WHAT IS NEEDED:
Convert the lines of all the rows below into a numbered list, skipping any blank lines. Leave the pictures out of the answer.

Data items
[start]
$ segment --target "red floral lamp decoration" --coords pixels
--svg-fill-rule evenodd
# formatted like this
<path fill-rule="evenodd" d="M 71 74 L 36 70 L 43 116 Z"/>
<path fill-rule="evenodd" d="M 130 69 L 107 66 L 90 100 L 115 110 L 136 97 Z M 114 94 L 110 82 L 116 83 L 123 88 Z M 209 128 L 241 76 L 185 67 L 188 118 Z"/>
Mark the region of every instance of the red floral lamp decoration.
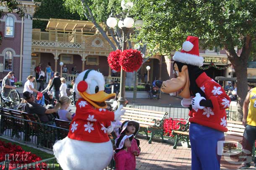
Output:
<path fill-rule="evenodd" d="M 121 50 L 117 50 L 115 51 L 111 52 L 107 57 L 107 62 L 110 67 L 117 71 L 121 71 L 121 66 L 119 63 L 121 53 Z"/>
<path fill-rule="evenodd" d="M 2 41 L 3 41 L 3 33 L 2 32 L 0 31 L 0 45 L 2 44 Z"/>
<path fill-rule="evenodd" d="M 132 49 L 123 51 L 119 61 L 123 69 L 126 72 L 133 72 L 138 70 L 143 62 L 141 52 Z"/>

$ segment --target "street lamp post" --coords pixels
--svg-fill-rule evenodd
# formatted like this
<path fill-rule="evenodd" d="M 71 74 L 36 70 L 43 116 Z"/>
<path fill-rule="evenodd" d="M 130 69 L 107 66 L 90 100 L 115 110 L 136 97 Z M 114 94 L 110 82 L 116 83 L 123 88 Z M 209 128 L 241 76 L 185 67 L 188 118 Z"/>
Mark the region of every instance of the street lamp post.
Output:
<path fill-rule="evenodd" d="M 63 62 L 60 62 L 60 77 L 62 77 L 62 66 L 63 64 Z"/>
<path fill-rule="evenodd" d="M 111 13 L 110 17 L 107 20 L 107 25 L 111 28 L 115 27 L 117 25 L 122 29 L 122 51 L 123 51 L 126 49 L 126 38 L 127 32 L 129 28 L 132 28 L 134 24 L 134 20 L 131 17 L 127 17 L 127 13 L 124 11 L 125 10 L 130 9 L 133 6 L 133 3 L 128 2 L 125 3 L 125 0 L 122 1 L 121 6 L 123 11 L 120 14 L 116 15 L 119 21 L 118 23 L 117 20 Z M 141 23 L 141 20 L 138 23 Z M 125 72 L 121 68 L 121 81 L 120 82 L 120 96 L 118 100 L 118 106 L 121 104 L 125 105 Z"/>
<path fill-rule="evenodd" d="M 149 82 L 149 70 L 150 69 L 150 66 L 148 66 L 146 67 L 146 70 L 148 71 L 148 79 L 147 80 L 147 83 Z"/>

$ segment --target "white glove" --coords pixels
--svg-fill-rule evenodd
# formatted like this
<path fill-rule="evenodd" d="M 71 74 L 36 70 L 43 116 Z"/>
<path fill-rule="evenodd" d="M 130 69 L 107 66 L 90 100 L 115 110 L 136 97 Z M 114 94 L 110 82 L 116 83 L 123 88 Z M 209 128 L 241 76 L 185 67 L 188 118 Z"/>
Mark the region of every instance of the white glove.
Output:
[end]
CORRECT OUTPUT:
1. $ segment --target "red floral lamp decoration" --coords pixels
2. --svg-fill-rule evenodd
3. # formatted like this
4. <path fill-rule="evenodd" d="M 71 74 L 36 70 L 43 116 Z"/>
5. <path fill-rule="evenodd" d="M 130 69 L 107 66 L 90 100 L 115 110 L 136 97 Z M 114 94 L 110 82 L 116 83 L 123 88 Z M 209 128 L 241 76 L 185 67 L 188 118 Z"/>
6. Mark the region of every instance of the red floral lamp decoration.
7. Output:
8. <path fill-rule="evenodd" d="M 121 50 L 117 50 L 115 51 L 111 52 L 107 57 L 107 62 L 110 67 L 117 71 L 121 71 L 121 66 L 119 63 L 121 53 Z"/>
9. <path fill-rule="evenodd" d="M 2 41 L 3 41 L 3 33 L 2 32 L 0 31 L 0 45 L 2 44 Z"/>
10. <path fill-rule="evenodd" d="M 132 49 L 123 51 L 119 61 L 123 69 L 126 72 L 133 72 L 138 70 L 143 62 L 141 52 Z"/>
11. $ segment --target "street lamp post" --coords pixels
12. --svg-fill-rule evenodd
13. # formatted like this
14. <path fill-rule="evenodd" d="M 71 74 L 36 70 L 43 116 Z"/>
15. <path fill-rule="evenodd" d="M 130 69 L 107 66 L 90 100 L 115 110 L 136 97 Z M 114 94 L 110 82 L 116 83 L 123 88 Z M 209 128 L 241 76 L 185 67 L 188 118 Z"/>
16. Mark the region of every instance of the street lamp post.
17. Output:
18. <path fill-rule="evenodd" d="M 63 62 L 60 62 L 60 77 L 62 77 L 62 66 L 63 64 Z"/>
19. <path fill-rule="evenodd" d="M 111 13 L 110 17 L 107 20 L 107 25 L 111 28 L 115 27 L 117 25 L 122 29 L 122 51 L 123 51 L 126 49 L 126 38 L 127 32 L 129 28 L 132 28 L 134 24 L 134 20 L 131 17 L 127 17 L 127 13 L 124 11 L 125 10 L 130 9 L 133 6 L 133 3 L 128 2 L 125 3 L 125 0 L 122 1 L 121 6 L 123 11 L 120 14 L 116 15 L 119 21 L 118 23 L 117 20 Z M 141 23 L 141 20 L 138 23 Z M 125 72 L 121 68 L 121 81 L 120 82 L 120 96 L 118 100 L 118 106 L 121 104 L 125 105 Z"/>
20. <path fill-rule="evenodd" d="M 149 82 L 149 70 L 150 69 L 150 66 L 148 66 L 146 67 L 146 70 L 148 71 L 148 79 L 147 80 L 147 83 Z"/>
21. $ segment --target "white glove" --coords pixels
22. --svg-fill-rule evenodd
23. # formatted like this
24. <path fill-rule="evenodd" d="M 71 74 L 36 70 L 43 116 Z"/>
25. <path fill-rule="evenodd" d="M 130 69 L 107 66 L 90 100 L 115 110 L 136 97 Z M 114 94 L 110 82 L 116 83 L 123 88 Z M 209 128 L 241 76 L 185 67 L 188 118 Z"/>
26. Mark the region of every instance of the white glove.
27. Output:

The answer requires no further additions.